### GIVEN PASSAGE

2.Who had the best strike rate (min 100 runs)?


In [None]:
filtered_df=df[(df["Batting_Strike_Rate"]>100) & (df["Balls_Faced"]>=100)]
best_rate=filtered_df.sort_values(by="Batting_Strike_Rate",ascending=False).head(1)
print(best_rate[["Player_Name", "Runs_Scored", "Balls_Faced", "Batting_Strike_Rate"]])

3.Top 5 players with the most 50s and 100s?


In [None]:
half_centuries=df.groupby("Player_Name")["Half_Centuries"].sum().sort_values(ascending=False).head(5)
print("Most 50s by player")
print(half_centuries)
centuries=df.groupby("Player_Name")["Centuries"].sum().sort_values(ascending=False).head(5)
print("\nMost 100s by player\n")
print(centuries)




4.Top players with best batting average (min 200 runs)?

In [None]:
filtered_df=df[df["Runs_Scored"]>200]
best_avg=filtered_df.groupby("Player_Name")["Batting_Average"].mean().sort_values(ascending=False).head(5)
print(best_avg)

### 4.2 Bowling Analysis

1.Top 10 wicket-takers of all time?


In [None]:
top_wickets=df.groupby("Player_Name")["Wickets_Taken"].sum().sort_values(ascending=False).head(10)
print(top_wickets)

2.Who had the best economy (min 5 matches)?

In [None]:
filtered_df=df[df["Balls_Bowled"]>30]
economy= filtered_df.groupby("Player_Name")["Economy_Rate"].mean()
best_economy=economy.min()
top_economy=economy[economy==best_economy]
print(top_economy)


3.Most consistent bowlers across years?

In [None]:
filtered_df=df[df["Balls_Bowled"]>30]
consistent_bowler=filtered_df.groupby("Player_Name")["Economy_Rate"].mean().sort_values(ascending=True).head(10)
print(consistent_bowler)

4.Best bowling figures in a match?

In [None]:

df[['Wickets', 'Runs_Conceded']] = df['Best_Bowling_Match'].str.extract(r'(\d+)/(\d+)').astype('Int64')
best = df.sort_values(by=["Wickets", "Runs_Conceded"], ascending=[False, True]).head(5)
print(best[["Player_Name", "Best_Bowling_Match", "Wickets", "Runs_Conceded"]])


### 4.4 Fielding Insights

1.Most catches

In [None]:
most_catches=df.groupby("Player_Name")["Catches_Taken"].sum().sort_values(ascending=False).head(10)
print(most_catches)

2.Most stumpings

In [None]:
most_stumpings=df.groupby("Player_Name")["Stumpings"].sum().sort_values(ascending=False).head(10)

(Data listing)
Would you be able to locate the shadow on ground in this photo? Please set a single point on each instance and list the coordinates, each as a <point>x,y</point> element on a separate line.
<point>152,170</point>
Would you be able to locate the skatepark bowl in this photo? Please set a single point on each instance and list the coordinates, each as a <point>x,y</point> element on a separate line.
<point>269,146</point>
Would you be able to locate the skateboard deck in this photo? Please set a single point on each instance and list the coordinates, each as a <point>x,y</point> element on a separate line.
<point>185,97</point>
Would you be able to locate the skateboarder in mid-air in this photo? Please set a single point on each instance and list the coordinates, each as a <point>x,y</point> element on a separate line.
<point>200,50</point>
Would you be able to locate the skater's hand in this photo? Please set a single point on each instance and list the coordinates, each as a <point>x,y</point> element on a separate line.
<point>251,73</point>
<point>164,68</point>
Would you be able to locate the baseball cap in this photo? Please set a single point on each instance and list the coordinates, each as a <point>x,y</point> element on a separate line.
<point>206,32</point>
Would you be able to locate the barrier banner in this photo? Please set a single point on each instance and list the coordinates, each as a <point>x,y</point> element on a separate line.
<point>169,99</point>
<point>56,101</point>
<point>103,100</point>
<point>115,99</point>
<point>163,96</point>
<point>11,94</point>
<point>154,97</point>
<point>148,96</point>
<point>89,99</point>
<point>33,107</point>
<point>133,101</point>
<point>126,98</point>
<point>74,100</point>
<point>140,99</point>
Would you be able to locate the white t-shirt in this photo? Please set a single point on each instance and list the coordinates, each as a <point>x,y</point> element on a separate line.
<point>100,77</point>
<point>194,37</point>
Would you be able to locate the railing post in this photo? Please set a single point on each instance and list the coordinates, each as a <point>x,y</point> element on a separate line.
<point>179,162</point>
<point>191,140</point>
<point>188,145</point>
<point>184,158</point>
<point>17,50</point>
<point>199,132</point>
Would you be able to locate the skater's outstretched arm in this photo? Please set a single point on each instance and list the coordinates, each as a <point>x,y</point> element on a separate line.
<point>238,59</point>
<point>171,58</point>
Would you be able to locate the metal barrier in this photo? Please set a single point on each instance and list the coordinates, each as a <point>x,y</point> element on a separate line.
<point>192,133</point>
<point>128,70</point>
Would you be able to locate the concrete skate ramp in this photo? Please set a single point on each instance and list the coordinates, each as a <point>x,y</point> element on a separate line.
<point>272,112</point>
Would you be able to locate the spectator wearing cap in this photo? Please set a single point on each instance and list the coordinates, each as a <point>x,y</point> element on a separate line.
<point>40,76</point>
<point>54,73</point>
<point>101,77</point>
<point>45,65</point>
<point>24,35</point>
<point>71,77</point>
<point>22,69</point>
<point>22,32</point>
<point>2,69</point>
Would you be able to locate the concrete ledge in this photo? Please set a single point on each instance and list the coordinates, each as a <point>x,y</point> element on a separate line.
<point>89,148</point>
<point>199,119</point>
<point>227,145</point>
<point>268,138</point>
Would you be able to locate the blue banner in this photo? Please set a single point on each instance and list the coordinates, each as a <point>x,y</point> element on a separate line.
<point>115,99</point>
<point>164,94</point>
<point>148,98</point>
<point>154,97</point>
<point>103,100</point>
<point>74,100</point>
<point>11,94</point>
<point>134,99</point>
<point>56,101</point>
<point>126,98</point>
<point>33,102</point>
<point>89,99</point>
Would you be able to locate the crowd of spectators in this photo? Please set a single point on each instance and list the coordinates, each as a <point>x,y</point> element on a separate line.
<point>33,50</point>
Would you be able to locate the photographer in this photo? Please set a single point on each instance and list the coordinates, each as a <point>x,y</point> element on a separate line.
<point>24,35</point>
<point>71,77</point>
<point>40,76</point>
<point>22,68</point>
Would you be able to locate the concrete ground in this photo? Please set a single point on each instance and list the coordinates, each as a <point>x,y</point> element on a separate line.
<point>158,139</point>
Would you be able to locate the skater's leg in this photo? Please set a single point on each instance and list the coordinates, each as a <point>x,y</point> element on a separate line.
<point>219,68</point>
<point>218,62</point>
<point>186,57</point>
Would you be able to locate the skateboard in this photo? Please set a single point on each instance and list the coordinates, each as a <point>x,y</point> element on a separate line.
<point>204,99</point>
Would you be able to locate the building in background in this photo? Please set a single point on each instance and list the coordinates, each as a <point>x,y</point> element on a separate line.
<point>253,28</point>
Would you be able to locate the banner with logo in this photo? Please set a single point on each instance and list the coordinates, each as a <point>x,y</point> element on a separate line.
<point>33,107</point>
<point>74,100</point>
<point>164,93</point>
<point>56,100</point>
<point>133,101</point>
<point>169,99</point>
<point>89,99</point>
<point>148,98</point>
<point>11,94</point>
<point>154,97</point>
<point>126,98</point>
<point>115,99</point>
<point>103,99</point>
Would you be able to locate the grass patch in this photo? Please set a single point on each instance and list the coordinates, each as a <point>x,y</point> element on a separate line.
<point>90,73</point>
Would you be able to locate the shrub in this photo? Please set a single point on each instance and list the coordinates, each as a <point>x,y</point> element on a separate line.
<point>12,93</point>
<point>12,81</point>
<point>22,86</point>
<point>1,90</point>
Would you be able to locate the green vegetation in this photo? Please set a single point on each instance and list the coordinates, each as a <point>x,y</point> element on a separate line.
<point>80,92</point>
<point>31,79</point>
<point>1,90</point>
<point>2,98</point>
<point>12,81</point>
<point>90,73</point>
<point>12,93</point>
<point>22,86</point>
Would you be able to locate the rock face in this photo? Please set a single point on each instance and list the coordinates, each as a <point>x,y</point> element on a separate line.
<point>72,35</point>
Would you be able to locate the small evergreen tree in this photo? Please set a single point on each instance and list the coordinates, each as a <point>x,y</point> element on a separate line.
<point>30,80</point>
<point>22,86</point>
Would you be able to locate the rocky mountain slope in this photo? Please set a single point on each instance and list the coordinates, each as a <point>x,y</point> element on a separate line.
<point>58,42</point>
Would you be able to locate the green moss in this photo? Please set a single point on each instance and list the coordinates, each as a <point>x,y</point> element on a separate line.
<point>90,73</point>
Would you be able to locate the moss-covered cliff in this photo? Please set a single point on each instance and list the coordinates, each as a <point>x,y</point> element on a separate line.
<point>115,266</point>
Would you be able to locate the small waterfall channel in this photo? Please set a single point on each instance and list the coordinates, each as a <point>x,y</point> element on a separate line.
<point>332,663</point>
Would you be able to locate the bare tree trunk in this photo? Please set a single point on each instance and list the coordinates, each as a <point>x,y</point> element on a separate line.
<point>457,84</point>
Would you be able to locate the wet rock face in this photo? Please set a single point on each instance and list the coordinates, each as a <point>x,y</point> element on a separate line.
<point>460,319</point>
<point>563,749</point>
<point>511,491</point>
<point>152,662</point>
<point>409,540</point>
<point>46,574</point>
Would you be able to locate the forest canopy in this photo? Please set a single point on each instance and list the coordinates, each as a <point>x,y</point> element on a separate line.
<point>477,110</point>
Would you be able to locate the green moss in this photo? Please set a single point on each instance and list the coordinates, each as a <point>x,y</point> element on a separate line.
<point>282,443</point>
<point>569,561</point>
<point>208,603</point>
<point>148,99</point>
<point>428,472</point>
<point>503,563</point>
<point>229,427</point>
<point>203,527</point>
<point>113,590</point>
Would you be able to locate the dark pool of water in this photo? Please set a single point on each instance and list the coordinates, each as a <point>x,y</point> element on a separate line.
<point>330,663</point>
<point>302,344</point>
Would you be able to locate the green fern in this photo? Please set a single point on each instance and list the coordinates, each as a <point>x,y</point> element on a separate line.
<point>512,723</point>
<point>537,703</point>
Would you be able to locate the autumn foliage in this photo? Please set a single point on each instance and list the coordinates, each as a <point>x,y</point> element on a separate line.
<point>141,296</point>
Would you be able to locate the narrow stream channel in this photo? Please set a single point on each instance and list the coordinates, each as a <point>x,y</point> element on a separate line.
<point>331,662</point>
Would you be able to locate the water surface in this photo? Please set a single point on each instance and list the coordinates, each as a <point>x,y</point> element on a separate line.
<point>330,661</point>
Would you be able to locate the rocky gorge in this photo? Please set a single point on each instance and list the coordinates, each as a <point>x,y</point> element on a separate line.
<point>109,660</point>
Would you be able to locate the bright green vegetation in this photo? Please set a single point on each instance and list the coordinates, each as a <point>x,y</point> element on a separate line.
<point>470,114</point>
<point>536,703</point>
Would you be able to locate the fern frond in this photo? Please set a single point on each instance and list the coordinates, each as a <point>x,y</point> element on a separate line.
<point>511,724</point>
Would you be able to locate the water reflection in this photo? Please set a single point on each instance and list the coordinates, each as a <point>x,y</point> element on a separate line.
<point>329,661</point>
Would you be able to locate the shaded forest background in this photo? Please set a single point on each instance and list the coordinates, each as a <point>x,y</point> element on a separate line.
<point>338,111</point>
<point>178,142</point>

### SET PROBLEM 1
Can you write out the cricket notebook from "1.Top 10 wicket-takers" to "(min 5 matches)?", substituting "most_wickets" for "top_wickets"?
### SET PROBLEM 2
Could you resume the cricket notebook from the point where it stops?

### EXPECTED ANSWER 1
1.Top 10 wicket-takers of all time?


In [None]:
most_wickets=df.groupby("Player_Name")["Wickets_Taken"].sum().sort_values(ascending=False).head(10)
print(most_wickets)

2.Who had the best economy (min 5 matches)?

### EXPECTED ANSWER 2
print(most_stumpings)

## 5.Data Visualisation of EDA

1.Top batsmen and bowlers across all years


In [None]:
import matplotlib.pyplot as plt

top_batters = df.groupby("Player_Name")["Runs_Scored"].sum().sort_values(ascending=False).head(10)
top_bowlers = df.groupby("Player_Name")["Wickets_Taken"].sum().sort_values(ascending=False).head(10)

fig,axes=plt.subplots(1,2,figsize=(10,5))

axes[0].bar(top_batters.index, top_batters.values, color=["red","orange","orange","blue","yellow","red","violet","cornflowerblue","red","pink"])
axes[0].set_ylabel("Total Runs Scored")
axes[0].set_xlabel("Player Name")
axes[0].set_title("🏏 Top 10 Run Scorers")
axes[0].tick_params(rotation=90, axis="x")  # Tilt names for readability
axes[0].grid(True)

axes[1].bar(top_bowlers.index, top_bowlers.values, color=["red","blue","darkblue","pink","orange","violet","yellow","blue","#1B2133","violet"])
axes[1].set_ylabel("Total Wickets Taken")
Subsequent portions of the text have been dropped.